== The problem ==
Filter these entries down to the lines that hold the word "bridge", and show each of them.

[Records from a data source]
━━━

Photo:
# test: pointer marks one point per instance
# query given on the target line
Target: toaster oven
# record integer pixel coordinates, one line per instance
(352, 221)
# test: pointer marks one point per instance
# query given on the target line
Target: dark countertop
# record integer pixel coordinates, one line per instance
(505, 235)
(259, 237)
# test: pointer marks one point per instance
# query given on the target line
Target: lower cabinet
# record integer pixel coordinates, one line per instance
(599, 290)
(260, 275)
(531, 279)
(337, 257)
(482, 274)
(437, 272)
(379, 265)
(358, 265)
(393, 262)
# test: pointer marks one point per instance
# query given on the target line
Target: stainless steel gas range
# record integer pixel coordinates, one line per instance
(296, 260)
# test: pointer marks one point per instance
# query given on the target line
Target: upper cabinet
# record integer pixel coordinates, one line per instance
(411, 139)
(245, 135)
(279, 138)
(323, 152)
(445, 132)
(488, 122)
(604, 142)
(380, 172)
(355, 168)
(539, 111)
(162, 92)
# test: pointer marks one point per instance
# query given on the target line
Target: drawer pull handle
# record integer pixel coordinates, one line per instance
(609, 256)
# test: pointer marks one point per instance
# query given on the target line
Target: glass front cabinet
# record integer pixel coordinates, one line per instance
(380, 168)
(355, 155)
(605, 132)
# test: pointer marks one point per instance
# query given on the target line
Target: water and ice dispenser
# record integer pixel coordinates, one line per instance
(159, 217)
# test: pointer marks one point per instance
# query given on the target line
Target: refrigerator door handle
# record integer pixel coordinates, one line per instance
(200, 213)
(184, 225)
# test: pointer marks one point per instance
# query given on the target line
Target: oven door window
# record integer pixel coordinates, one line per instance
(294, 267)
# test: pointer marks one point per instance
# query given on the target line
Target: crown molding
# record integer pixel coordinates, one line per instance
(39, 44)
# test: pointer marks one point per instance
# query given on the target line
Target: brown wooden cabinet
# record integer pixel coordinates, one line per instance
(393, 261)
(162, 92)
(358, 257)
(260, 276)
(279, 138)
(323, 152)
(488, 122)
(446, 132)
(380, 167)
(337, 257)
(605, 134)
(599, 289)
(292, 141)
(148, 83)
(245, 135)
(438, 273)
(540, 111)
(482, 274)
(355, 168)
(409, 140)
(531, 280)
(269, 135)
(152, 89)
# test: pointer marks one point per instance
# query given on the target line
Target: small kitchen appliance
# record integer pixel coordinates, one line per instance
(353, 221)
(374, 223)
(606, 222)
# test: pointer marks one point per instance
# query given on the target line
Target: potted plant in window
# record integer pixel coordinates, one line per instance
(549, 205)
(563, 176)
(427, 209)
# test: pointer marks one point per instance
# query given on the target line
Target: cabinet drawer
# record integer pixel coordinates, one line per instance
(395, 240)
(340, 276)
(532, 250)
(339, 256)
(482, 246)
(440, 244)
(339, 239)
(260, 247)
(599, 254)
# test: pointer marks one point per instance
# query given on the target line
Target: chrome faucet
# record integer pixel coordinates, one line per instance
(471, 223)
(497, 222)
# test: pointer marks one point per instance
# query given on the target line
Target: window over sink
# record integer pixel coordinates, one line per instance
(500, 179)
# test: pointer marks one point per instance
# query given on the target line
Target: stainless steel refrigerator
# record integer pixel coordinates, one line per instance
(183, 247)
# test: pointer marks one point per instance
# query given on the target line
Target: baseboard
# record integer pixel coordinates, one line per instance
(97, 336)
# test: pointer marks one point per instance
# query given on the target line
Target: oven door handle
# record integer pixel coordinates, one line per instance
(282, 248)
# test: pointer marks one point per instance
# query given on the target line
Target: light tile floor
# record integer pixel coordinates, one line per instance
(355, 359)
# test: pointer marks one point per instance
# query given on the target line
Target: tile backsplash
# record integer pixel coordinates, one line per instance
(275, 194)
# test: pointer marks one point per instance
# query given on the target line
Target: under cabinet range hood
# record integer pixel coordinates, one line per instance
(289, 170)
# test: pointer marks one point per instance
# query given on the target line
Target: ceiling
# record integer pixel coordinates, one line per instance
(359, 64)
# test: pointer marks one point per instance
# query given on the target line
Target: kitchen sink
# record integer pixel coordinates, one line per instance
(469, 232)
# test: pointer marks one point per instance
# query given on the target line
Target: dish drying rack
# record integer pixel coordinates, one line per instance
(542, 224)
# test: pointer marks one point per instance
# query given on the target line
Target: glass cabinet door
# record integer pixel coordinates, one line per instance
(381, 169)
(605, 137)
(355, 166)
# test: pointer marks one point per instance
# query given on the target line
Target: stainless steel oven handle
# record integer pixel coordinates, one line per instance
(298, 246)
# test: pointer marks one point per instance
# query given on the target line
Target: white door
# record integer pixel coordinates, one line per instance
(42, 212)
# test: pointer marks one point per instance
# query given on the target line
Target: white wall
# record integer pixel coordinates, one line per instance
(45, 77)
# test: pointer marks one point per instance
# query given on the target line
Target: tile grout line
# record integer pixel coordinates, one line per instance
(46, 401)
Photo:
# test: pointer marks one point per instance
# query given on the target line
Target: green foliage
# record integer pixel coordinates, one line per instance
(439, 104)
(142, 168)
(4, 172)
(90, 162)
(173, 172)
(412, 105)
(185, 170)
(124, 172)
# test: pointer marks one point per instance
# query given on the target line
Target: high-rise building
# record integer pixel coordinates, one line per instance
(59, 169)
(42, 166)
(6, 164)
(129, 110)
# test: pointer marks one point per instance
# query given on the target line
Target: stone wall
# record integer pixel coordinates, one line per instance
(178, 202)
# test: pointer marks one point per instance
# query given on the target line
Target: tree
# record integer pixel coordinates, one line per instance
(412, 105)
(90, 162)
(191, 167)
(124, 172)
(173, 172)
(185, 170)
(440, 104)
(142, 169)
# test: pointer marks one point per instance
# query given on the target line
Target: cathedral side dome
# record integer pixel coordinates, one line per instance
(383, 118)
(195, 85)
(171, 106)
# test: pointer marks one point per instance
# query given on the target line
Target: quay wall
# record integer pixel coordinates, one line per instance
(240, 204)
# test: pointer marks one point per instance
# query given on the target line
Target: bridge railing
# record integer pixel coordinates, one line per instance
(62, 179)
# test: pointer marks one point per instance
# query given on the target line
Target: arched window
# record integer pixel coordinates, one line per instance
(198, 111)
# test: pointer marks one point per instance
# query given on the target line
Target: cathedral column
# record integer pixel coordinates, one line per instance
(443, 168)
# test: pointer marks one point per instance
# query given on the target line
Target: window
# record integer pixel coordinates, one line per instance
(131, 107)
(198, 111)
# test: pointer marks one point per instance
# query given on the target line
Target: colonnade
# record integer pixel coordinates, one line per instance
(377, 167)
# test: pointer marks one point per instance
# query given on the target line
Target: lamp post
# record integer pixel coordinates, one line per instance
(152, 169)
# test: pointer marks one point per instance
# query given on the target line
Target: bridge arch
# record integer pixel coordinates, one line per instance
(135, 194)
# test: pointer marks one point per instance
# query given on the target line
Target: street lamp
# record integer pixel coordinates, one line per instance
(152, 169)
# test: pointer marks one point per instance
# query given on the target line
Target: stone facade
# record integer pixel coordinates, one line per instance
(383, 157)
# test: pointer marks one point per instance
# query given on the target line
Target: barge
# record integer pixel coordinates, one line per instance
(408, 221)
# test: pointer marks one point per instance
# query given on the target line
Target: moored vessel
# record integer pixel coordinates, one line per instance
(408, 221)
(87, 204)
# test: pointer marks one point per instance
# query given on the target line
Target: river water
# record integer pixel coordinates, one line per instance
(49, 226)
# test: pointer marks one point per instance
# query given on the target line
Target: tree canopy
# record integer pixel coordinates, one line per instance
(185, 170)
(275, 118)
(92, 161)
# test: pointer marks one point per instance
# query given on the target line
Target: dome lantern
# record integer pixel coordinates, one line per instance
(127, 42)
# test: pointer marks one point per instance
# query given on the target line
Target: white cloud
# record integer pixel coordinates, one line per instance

━━━

== The completed task ==
Target: bridge railing
Target: bridge arch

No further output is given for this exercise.